Start of Recorded information

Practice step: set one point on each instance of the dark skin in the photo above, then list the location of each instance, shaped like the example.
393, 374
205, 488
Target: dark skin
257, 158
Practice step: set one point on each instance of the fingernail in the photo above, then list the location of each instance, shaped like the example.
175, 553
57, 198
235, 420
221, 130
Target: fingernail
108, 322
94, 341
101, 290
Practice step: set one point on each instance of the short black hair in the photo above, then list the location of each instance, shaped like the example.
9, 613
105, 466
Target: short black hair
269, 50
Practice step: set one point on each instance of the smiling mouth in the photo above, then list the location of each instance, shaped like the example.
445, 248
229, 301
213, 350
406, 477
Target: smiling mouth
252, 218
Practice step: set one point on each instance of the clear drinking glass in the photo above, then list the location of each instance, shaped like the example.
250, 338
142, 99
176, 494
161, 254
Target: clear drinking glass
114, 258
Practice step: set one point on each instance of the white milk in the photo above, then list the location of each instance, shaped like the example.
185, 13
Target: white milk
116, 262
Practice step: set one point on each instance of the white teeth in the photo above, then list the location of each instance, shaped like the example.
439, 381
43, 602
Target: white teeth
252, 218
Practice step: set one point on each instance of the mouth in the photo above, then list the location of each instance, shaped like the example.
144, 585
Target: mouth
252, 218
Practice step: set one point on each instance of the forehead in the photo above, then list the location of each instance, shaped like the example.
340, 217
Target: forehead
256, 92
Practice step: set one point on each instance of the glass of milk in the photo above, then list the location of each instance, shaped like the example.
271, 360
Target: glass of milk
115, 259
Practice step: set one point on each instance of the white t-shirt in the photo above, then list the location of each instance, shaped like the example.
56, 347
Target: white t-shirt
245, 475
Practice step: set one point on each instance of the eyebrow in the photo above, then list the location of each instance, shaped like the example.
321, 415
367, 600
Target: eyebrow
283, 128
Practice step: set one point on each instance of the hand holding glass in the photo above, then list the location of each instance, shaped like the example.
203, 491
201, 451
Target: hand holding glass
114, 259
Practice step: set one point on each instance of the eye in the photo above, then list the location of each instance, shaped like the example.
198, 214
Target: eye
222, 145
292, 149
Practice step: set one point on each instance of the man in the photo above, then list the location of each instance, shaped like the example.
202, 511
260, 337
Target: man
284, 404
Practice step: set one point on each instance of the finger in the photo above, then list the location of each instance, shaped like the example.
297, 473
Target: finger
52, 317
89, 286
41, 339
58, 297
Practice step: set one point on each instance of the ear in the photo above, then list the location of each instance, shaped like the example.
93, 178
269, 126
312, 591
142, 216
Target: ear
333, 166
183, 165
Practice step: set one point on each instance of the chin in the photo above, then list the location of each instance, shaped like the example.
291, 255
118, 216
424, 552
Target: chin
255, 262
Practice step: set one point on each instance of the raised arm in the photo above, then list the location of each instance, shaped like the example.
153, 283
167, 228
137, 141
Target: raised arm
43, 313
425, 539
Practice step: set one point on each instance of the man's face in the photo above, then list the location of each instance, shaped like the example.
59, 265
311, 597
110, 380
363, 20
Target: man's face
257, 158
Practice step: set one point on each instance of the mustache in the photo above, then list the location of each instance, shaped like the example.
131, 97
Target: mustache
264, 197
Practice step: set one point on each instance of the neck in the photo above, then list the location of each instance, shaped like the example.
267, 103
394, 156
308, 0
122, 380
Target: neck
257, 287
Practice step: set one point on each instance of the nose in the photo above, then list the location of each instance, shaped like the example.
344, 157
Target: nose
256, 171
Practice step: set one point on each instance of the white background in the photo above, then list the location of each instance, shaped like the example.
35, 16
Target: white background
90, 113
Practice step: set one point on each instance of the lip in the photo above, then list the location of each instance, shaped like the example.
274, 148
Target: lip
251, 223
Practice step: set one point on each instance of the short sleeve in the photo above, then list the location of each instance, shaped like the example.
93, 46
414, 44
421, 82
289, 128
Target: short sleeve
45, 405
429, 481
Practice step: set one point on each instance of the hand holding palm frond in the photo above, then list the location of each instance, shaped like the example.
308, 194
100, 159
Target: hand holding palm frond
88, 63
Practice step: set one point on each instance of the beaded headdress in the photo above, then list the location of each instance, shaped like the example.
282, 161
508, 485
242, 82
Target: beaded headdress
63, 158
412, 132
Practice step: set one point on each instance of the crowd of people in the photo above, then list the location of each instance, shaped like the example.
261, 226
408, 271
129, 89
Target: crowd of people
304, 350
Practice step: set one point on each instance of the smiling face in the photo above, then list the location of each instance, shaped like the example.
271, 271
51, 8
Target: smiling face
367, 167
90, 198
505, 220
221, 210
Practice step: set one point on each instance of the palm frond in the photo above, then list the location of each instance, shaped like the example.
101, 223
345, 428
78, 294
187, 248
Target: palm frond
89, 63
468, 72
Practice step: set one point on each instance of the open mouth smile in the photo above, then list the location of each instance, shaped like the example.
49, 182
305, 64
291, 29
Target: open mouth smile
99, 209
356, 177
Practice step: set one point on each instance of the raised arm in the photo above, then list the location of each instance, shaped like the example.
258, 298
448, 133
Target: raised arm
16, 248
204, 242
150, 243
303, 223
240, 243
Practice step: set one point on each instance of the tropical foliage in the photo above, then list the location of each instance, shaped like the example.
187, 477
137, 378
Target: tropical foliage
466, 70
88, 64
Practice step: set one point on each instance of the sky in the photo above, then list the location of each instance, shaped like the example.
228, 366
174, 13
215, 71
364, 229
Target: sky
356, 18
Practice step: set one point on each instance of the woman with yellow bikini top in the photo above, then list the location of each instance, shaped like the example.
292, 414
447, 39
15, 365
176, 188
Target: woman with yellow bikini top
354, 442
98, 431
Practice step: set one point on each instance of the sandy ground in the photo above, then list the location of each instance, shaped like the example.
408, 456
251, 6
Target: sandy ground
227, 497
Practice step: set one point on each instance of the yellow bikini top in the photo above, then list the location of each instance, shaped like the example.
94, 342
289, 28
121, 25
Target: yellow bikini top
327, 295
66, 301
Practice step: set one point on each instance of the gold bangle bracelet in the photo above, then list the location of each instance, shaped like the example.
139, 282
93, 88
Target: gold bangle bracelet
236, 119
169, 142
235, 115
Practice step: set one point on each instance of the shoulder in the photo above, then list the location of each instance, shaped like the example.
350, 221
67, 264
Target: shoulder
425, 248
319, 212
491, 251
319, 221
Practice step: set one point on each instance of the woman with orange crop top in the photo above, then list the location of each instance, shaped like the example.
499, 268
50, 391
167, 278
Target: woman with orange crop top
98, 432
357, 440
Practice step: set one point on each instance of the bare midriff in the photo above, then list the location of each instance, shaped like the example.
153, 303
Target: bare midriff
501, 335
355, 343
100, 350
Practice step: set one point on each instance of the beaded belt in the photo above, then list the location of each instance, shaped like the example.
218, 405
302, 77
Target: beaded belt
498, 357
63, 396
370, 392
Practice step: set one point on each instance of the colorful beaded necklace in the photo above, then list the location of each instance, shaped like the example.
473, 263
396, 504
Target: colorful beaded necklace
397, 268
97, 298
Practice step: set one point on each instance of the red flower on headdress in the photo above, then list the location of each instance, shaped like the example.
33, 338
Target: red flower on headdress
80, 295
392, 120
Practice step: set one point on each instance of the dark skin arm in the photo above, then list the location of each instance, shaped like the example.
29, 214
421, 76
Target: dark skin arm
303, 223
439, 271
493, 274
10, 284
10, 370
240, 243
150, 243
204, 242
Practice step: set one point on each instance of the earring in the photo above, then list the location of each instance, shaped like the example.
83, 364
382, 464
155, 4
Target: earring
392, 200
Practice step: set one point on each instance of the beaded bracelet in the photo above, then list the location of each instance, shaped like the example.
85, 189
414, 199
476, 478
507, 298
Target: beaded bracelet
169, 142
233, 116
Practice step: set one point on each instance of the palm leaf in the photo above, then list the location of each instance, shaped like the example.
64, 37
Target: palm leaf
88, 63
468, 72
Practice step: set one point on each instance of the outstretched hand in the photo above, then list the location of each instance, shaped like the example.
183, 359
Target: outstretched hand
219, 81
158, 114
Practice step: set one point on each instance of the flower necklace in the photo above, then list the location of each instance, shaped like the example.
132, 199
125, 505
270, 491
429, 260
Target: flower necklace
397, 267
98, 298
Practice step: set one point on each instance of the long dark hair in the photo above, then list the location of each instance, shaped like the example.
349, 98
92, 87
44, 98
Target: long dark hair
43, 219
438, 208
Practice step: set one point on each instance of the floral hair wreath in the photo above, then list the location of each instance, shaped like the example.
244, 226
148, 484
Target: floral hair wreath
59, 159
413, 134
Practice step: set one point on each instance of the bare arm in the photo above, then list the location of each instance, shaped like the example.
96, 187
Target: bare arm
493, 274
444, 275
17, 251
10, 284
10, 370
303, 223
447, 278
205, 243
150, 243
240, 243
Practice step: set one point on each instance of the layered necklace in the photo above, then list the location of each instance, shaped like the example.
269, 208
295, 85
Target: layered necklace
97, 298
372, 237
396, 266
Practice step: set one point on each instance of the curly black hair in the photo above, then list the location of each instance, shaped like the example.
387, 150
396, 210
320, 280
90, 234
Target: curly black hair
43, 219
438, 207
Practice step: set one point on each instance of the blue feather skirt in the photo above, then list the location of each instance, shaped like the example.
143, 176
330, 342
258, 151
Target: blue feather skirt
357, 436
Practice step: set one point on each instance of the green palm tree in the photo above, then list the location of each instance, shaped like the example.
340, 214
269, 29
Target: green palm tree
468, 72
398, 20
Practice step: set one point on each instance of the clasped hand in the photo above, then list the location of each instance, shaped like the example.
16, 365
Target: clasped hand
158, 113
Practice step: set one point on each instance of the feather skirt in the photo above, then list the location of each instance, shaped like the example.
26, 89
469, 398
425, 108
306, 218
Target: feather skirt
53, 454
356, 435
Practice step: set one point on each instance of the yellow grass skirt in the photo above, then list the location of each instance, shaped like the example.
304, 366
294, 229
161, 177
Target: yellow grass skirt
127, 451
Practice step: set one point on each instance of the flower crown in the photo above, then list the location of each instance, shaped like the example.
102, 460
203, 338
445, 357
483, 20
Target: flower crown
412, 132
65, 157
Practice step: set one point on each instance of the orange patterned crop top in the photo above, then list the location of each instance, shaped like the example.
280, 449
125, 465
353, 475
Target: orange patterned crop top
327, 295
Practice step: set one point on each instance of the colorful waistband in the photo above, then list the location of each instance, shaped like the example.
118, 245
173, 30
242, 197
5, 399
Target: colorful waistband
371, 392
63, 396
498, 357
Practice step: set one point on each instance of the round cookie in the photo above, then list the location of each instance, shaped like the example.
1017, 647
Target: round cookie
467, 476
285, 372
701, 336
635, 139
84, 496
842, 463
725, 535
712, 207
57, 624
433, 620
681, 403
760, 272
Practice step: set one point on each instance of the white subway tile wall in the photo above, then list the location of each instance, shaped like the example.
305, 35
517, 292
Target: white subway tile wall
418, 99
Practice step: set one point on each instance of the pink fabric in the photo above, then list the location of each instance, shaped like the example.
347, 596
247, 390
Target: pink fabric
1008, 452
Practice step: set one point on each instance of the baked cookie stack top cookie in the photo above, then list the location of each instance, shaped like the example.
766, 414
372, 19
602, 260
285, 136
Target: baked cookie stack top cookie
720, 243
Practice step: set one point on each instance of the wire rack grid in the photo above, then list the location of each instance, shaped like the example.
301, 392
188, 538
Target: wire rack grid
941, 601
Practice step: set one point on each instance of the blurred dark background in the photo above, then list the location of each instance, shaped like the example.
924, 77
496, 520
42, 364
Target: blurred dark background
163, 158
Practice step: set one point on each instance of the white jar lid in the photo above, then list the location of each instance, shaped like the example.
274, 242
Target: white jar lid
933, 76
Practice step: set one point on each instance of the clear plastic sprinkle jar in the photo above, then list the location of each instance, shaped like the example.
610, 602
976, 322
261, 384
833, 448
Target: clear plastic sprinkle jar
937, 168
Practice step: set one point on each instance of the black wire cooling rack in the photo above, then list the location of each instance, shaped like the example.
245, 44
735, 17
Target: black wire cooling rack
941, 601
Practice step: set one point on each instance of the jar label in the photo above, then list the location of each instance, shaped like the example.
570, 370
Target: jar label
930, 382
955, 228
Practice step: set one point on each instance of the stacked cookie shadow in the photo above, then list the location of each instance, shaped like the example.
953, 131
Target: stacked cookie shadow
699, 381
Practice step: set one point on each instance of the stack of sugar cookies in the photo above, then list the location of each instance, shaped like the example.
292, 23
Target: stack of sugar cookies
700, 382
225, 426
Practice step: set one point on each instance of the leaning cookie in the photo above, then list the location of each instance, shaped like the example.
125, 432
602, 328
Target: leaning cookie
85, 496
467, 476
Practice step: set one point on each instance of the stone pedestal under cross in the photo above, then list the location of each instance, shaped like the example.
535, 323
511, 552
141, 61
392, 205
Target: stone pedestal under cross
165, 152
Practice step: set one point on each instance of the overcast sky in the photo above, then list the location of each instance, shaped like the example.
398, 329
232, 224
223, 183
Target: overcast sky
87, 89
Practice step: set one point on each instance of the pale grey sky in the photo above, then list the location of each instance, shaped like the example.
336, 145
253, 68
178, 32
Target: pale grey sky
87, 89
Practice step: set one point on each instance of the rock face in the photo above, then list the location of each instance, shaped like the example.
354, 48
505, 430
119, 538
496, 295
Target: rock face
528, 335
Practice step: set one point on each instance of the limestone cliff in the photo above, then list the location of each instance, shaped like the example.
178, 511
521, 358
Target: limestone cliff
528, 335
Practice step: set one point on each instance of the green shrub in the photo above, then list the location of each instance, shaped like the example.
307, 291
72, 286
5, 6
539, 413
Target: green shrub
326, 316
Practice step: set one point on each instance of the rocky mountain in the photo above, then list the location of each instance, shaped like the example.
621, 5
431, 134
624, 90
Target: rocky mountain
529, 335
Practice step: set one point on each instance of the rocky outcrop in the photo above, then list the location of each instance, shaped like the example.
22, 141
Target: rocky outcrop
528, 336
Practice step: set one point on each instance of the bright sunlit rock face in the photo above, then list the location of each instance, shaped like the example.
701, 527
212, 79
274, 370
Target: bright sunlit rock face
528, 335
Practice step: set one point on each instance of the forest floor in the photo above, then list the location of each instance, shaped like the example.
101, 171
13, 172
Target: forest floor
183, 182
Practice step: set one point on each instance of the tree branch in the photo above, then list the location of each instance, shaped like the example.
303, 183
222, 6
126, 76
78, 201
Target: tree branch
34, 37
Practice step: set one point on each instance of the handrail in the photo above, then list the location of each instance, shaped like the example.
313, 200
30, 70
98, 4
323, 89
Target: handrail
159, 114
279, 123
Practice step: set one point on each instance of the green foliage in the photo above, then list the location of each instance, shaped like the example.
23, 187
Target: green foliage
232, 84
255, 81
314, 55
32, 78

End of Recorded information

Task to complete: Copy, word for word, the lines from the one containing "the green foliage" through the last line, including both ends.

Solution to this task:
Practice step: set one point on each instance of the green foliage in the photo above, then list the location of each instance, shaped like the example.
23, 187
Target: green foliage
232, 84
255, 81
314, 55
32, 78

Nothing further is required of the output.